====== Records to process

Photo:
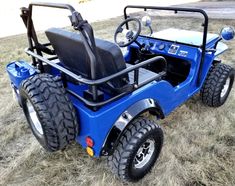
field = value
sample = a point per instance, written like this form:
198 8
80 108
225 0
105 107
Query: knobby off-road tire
142 136
49 111
217 85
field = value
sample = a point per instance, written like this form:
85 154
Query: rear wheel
49 111
137 150
218 85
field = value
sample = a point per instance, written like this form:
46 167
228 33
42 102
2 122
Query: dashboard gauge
161 46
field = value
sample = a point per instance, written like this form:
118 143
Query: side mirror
146 21
227 33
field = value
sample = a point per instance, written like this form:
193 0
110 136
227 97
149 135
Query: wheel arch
132 112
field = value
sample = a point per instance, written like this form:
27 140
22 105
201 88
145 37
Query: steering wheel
128 36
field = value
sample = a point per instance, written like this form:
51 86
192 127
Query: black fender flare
125 118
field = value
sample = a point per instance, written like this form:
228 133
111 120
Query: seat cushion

============

§ **Brief**
Give the listing again word for word, without its images.

§ **Answer to this problem**
Photo:
field = value
sample = a point per instance, written like this form:
198 8
80 108
225 0
105 107
Query: knobby off-road tire
142 136
49 111
217 85
field = value
sample = a point per instance, written like this form:
85 154
Query: rear wheel
49 111
137 150
218 85
field = value
sample = a point per instance, written like this form:
46 167
228 33
42 102
2 122
Query: dashboard gauge
161 46
field = value
sample = a point per instance, written like this form:
118 143
Query: side mirror
146 21
227 33
field = value
sample = a point per instance, written like this form:
193 0
110 136
227 97
149 135
Query: wheel arch
132 112
field = value
sample = a point per instance, written like this form:
27 140
22 105
201 88
145 37
Query: steering wheel
128 36
field = value
sample = a point per instance, written like this form:
51 86
192 127
Query: black fender flare
125 118
field = value
sample = a point per instance, written like this form:
228 133
111 120
Query: seat cushion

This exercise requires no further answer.